— START —
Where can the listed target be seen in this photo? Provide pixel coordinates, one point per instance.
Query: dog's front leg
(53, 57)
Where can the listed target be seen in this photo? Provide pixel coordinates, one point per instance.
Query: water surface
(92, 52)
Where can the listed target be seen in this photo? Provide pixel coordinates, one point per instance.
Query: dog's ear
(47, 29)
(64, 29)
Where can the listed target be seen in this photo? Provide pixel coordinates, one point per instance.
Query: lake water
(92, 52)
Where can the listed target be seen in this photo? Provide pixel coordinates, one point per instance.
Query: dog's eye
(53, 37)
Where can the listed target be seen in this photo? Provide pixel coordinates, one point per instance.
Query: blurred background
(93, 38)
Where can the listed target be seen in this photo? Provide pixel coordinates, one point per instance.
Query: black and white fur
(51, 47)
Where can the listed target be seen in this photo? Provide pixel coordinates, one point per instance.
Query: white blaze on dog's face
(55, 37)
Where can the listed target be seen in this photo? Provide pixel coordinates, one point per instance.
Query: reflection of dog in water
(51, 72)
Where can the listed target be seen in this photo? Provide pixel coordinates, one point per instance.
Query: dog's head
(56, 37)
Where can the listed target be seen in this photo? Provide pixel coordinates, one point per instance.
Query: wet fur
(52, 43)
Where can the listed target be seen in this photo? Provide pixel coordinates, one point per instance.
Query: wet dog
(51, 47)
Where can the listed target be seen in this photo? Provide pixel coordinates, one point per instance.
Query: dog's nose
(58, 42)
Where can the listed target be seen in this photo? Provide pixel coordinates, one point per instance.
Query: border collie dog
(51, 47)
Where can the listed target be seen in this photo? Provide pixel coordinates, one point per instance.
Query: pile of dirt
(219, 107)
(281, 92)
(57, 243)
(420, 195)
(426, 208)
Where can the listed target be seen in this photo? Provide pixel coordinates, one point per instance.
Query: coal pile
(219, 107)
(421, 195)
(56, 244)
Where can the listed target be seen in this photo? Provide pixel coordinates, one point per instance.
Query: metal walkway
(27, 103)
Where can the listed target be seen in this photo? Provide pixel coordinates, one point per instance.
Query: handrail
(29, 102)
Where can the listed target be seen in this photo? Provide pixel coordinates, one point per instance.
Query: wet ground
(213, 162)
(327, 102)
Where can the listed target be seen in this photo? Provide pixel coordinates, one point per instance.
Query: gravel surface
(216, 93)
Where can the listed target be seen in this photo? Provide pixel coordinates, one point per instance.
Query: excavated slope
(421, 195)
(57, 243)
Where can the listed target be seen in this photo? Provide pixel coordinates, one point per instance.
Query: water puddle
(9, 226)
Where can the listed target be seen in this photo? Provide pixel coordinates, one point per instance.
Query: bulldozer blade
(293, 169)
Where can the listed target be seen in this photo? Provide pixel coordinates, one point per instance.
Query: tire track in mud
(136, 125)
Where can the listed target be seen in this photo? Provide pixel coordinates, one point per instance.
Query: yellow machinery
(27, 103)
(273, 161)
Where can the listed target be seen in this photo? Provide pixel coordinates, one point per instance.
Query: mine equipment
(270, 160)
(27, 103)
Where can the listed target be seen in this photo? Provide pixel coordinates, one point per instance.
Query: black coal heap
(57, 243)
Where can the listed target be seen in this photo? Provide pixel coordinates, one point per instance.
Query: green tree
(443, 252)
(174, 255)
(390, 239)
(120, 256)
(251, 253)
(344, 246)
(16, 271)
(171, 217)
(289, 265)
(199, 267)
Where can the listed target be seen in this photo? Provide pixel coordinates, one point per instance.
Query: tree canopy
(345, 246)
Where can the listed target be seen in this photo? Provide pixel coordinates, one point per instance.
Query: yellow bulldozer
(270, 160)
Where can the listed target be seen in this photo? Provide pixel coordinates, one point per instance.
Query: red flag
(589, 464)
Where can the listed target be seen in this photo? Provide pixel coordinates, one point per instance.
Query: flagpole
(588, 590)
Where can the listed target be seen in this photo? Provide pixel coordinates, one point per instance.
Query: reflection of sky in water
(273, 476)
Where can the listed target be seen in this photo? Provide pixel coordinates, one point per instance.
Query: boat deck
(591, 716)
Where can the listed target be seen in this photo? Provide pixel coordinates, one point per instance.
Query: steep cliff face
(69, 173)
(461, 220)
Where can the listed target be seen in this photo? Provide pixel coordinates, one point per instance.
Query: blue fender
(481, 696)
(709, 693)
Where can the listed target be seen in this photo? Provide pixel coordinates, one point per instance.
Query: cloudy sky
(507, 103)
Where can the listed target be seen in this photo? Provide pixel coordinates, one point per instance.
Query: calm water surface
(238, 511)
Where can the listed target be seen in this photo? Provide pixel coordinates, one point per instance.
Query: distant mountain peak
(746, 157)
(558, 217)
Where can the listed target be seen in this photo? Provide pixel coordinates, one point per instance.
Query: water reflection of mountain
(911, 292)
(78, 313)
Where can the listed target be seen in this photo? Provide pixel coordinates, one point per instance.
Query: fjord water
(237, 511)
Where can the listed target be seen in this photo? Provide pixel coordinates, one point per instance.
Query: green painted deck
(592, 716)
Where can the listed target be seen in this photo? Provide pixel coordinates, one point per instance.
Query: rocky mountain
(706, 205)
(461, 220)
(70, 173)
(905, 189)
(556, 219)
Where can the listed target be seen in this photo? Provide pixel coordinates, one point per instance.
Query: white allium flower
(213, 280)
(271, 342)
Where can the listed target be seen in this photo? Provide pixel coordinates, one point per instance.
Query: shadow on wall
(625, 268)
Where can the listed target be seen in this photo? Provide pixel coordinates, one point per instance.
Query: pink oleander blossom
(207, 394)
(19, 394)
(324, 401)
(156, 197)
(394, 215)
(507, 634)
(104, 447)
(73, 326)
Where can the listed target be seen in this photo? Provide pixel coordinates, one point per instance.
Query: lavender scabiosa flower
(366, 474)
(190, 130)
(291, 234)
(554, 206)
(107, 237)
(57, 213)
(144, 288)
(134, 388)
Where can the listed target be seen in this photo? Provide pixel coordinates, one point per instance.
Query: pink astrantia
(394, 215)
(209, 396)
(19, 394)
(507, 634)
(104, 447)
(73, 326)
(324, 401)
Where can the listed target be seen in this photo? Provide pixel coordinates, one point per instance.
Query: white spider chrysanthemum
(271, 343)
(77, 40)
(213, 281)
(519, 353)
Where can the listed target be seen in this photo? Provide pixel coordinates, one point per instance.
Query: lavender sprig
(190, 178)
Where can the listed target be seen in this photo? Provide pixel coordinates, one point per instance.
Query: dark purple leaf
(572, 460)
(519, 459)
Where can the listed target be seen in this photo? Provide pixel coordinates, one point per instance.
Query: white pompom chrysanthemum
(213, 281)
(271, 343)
— END —
Emit the full listing verbatim.

Where can the listed target be seen in this photo? Provide pixel coordinates, one point per instance.
Query: dog's front leg
(53, 57)
Where can the listed target be seen in this photo? Provide pixel coordinates, one point per instance.
Query: water surface
(92, 52)
Where can the listed target be seen in this photo? Provide pixel coordinates, one point per instance.
Query: dog's ear
(47, 29)
(64, 29)
Where can the listed target be seen in this photo? Provide pixel coordinates, one point per instance.
Query: lake water
(92, 52)
Where can the listed target be seen in this photo? Provide pixel coordinates, one point per instance.
Query: dog's eye
(53, 37)
Where can the listed target be seen in this photo? Provide pixel coordinates, one point per instance.
Query: blurred background
(93, 38)
Where can the listed target be seen in this photo? Provide pixel coordinates, one point per instance.
Query: black and white fur
(51, 47)
Where can the listed target be seen in this photo? Provide pixel coordinates, one point per instance.
Query: white blaze on dog's face
(55, 37)
Where can the listed target be seen in this photo? Provide pixel coordinates, one point per instance.
Query: reflection of dog in water
(51, 72)
Where can the listed target be seen in this photo? Provide pixel coordinates, one point per instance.
Query: dog's head
(56, 37)
Where can the listed target be seen in this photo? Provide pixel coordinates, one point per instance.
Query: wet fur
(52, 43)
Where can the listed target be seen in this photo? Provide pixel coordinates, one point per instance.
Query: wet dog
(51, 47)
Where can the listed target be seen in this photo? Provide pixel coordinates, one point per instance.
Query: dog's nose
(58, 42)
Where can the listed target be seen in this photo? Provide pixel coordinates, one point per instance.
Query: border collie dog
(51, 47)
Where can the listed target be seen in this photo? Provide pixel coordinates, one point per instance.
Query: pile of dirt
(219, 107)
(281, 92)
(57, 243)
(420, 195)
(426, 208)
Where can the listed target be seen in this photo? Provide pixel coordinates, one point per instance.
Query: coal pile
(219, 107)
(421, 195)
(56, 244)
Where can the listed target be seen in this photo? Provide pixel coordinates, one point per instance.
Query: metal walkway
(27, 103)
Where can the listed target be seen in this photo? Provide pixel coordinates, one point per instance.
Query: handrail
(29, 102)
Where can the listed target be seen in this photo? Provide pixel coordinates, one point per instance.
Query: wet ground
(213, 162)
(327, 102)
Where can the listed target be seen in this photo? Provide pixel coordinates, one point per instance.
Query: gravel surface
(216, 93)
Where can the listed target be seen in this photo? Provide pixel coordinates, one point per instance.
Query: excavated slope
(421, 195)
(57, 243)
Where can the listed target be seen in this photo? Provide pixel coordinates, one point per instance.
Query: water puddle
(9, 226)
Where can the listed target be seen in this photo? Provide pixel coordinates, one point per instance.
Query: bulldozer blade
(293, 169)
Where can the listed target be seen in this photo? Provide pixel coordinates, one point per instance.
Query: tire track in mud
(136, 125)
Where can the listed target be seen in this photo? Provide pixel coordinates, one point per instance.
Query: yellow machinery
(27, 103)
(273, 161)
Where can the listed target be seen in this photo? Provide pixel coordinates, one point per instance.
Query: mine equipment
(270, 160)
(27, 103)
Where can the listed target be seen in this photo? Provide pixel coordinates, one point per instance.
Query: black coal heap
(57, 243)
Where can the listed target be seen in this photo? Provide pixel coordinates, one point per instance.
Query: green tree
(443, 252)
(174, 255)
(390, 239)
(120, 256)
(251, 253)
(344, 246)
(16, 271)
(171, 217)
(289, 265)
(199, 267)
Where can the listed target be seen in this photo? Provide pixel coordinates, one point per instance.
Query: tree canopy
(345, 246)
Where can the listed target be seen in this photo? Provide pixel coordinates, one point per instance.
Query: yellow bulldozer
(270, 160)
Where can the listed target be seen in this photo? Provide pixel coordinates, one point per instance.
Query: red flag
(589, 464)
Where can the listed target be seen in this photo? Provide pixel coordinates, one point per instance.
Query: flagpole
(588, 590)
Where can the listed target be seen in this photo? Provide pixel coordinates, one point per instance.
Query: reflection of sky in water
(273, 476)
Where can the listed target be seen in this photo? Provide pixel coordinates, one point per instance.
Query: boat deck
(591, 716)
Where can the listed target be seen in this photo? Provide pixel coordinates, one point per instance.
Query: steep cliff face
(69, 173)
(461, 220)
Where can the listed target be seen in this photo? Provide pixel coordinates, one point per instance.
Query: blue fender
(481, 696)
(709, 693)
Where can the listed target be seen in this photo? Provide pixel coordinates, one point per instance.
Query: cloudy sky
(507, 103)
Where can the listed target be seen in this photo? Provide pixel coordinates, one point per instance.
Query: calm water surface
(238, 511)
Where can the listed target be seen in this photo? Provide pixel coordinates, one point per instance.
Query: distant mountain peak
(746, 157)
(558, 217)
Where can the listed target be seen in this photo? Provide pixel coordinates, one point per instance.
Query: water reflection of mountain
(911, 292)
(78, 313)
Where can the listed target be seen in this photo? Provide pixel coordinates, one point per instance.
Query: fjord water
(237, 511)
Where can the listed target be seen in this photo? Provide pixel coordinates, one point per instance.
Query: green painted deck
(592, 716)
Where can the listed target be seen in this photo? Provide pixel coordinates, one point per instance.
Query: rocky mountain
(706, 205)
(461, 220)
(70, 173)
(905, 189)
(556, 219)
Where can the listed target be seen in this photo? Provide pixel coordinates, one point per instance.
Query: white allium flower
(213, 280)
(271, 342)
Where can the listed target be seen in this photo? Provide pixel coordinates, one point per instance.
Query: shadow on wall
(625, 268)
Where can the listed target be seen in this photo? Provide pixel coordinates, one point per instance.
Query: pink oleander blossom
(207, 394)
(19, 394)
(324, 401)
(156, 197)
(394, 215)
(507, 634)
(104, 447)
(73, 326)
Where can the listed target be seen in this photo? Provide pixel coordinates, one point per instance.
Query: lavender scabiosa flower
(366, 474)
(190, 130)
(291, 234)
(554, 206)
(107, 237)
(57, 213)
(144, 288)
(134, 388)
Where can the listed target be seen in this photo? Provide pixel coordinates, one point per instance.
Query: pink astrantia
(394, 215)
(209, 396)
(19, 394)
(507, 634)
(104, 447)
(73, 326)
(324, 401)
Where can the listed target be seen in this photo? Provide pixel coordinates, one point per instance.
Query: white spider chrysanthemum
(271, 343)
(77, 40)
(213, 281)
(519, 353)
Where can the listed target be seen in this photo? Provide pixel coordinates, one point per instance.
Query: lavender sprig
(190, 178)
Where can the listed target be seen in this photo? Provide pixel coordinates, one point per instance.
Query: dark purple leaf
(572, 460)
(519, 459)
Where can the listed target be seen in this photo? Provide pixel coordinates, one point per instance.
Query: white pompom chrysanthemum
(213, 281)
(271, 343)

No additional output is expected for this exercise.